YOUR TASK:
The required output is the line with "each green blurred" and each line that follows it to the end of the entries below, copied exactly and with nothing added.

===== RECORDED DATA

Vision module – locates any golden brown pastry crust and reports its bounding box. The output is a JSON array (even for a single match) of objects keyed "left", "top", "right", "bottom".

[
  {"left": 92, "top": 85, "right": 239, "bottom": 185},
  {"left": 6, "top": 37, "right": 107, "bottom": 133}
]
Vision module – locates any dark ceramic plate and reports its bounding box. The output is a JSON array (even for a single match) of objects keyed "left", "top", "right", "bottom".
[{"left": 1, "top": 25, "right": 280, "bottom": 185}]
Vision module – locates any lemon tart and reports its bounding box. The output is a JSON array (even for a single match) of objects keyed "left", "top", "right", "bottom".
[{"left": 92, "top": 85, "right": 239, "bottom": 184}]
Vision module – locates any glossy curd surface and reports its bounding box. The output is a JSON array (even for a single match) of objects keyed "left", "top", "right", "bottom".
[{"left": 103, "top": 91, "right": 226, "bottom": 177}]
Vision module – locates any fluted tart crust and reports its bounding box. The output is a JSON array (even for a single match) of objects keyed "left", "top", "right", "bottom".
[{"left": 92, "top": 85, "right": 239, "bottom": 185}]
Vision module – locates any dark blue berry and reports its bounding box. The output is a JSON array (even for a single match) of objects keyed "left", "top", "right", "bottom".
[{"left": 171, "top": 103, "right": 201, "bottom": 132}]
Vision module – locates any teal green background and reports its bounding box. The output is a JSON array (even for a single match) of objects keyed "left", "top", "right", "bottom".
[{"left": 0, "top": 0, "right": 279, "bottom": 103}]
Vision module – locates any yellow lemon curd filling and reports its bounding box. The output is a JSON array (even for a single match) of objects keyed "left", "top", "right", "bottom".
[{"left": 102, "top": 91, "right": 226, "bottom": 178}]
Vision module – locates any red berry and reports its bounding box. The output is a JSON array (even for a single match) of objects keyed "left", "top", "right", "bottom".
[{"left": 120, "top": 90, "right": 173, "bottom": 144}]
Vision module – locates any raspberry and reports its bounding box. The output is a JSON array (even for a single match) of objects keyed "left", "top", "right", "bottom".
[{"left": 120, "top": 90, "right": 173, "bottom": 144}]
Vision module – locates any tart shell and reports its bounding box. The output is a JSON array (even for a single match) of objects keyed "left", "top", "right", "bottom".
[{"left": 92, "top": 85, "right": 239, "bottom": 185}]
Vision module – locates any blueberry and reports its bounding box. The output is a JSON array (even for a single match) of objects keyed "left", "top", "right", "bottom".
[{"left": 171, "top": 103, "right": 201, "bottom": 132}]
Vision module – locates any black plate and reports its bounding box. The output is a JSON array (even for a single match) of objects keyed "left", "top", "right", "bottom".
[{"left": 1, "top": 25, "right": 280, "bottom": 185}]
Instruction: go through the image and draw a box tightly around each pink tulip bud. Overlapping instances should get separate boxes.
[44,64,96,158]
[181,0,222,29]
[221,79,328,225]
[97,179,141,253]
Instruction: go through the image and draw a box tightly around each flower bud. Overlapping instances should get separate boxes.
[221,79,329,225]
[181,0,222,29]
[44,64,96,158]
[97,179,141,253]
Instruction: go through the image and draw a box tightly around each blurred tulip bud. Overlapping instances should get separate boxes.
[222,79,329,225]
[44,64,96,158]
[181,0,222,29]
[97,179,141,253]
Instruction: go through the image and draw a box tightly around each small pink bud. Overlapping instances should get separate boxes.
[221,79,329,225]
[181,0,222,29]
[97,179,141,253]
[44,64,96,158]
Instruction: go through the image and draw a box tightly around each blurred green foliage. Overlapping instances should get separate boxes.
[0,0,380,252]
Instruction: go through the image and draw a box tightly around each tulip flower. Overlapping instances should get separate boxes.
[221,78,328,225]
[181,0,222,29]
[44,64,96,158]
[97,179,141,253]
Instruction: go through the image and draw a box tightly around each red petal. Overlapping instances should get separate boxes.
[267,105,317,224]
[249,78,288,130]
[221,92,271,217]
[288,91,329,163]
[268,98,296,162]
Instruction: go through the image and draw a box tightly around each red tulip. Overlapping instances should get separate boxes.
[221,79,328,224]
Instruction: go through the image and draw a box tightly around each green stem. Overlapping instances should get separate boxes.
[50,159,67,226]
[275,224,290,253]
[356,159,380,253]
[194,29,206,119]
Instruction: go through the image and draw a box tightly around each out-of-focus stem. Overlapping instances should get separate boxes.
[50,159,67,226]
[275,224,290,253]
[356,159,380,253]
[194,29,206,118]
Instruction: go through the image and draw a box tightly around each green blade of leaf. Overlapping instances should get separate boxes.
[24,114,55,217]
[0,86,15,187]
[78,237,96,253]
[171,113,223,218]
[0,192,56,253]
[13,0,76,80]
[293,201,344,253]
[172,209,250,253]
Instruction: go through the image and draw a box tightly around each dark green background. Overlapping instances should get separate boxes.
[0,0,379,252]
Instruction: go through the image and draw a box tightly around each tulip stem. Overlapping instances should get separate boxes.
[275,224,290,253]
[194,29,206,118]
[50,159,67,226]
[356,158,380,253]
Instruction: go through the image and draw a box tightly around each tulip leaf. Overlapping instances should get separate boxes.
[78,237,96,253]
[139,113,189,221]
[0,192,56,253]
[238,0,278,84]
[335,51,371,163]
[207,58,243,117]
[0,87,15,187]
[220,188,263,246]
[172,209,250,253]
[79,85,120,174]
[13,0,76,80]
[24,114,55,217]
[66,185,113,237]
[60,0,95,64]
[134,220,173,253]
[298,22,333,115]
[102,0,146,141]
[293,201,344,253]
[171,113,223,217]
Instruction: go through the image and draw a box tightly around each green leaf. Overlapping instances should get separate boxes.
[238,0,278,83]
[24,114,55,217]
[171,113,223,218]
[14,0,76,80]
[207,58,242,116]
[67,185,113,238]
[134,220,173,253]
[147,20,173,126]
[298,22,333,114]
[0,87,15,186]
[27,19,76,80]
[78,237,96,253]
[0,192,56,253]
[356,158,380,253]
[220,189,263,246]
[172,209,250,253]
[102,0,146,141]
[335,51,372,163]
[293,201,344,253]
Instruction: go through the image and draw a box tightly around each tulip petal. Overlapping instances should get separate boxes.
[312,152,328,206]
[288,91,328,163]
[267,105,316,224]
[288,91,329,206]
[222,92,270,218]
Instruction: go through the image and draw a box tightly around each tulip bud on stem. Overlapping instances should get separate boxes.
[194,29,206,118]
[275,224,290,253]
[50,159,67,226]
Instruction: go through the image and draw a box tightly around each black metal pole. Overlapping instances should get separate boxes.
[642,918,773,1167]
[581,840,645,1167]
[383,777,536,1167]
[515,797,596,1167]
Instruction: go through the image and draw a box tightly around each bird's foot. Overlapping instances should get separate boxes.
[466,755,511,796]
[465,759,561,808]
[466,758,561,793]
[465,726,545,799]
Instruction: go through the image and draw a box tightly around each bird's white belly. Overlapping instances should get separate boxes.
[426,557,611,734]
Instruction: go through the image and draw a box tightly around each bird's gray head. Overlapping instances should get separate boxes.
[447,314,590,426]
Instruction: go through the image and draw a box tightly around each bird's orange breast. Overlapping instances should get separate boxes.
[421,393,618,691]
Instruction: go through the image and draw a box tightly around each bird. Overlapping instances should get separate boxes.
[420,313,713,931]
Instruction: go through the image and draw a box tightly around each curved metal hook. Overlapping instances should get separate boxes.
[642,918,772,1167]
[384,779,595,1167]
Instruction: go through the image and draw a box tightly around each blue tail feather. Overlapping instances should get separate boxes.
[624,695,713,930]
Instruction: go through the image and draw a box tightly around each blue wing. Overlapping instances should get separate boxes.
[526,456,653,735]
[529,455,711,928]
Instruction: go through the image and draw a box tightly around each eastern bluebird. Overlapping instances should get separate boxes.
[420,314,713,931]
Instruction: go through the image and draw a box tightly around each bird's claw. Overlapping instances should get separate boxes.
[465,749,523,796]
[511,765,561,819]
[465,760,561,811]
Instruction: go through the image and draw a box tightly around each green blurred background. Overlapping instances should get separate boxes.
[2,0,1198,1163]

==========

EXPECTED ANSWER:
Instruction: go through the image and draw a box tightly around each green blurred background. Overlapping instances should get separate boxes.
[2,0,1198,1163]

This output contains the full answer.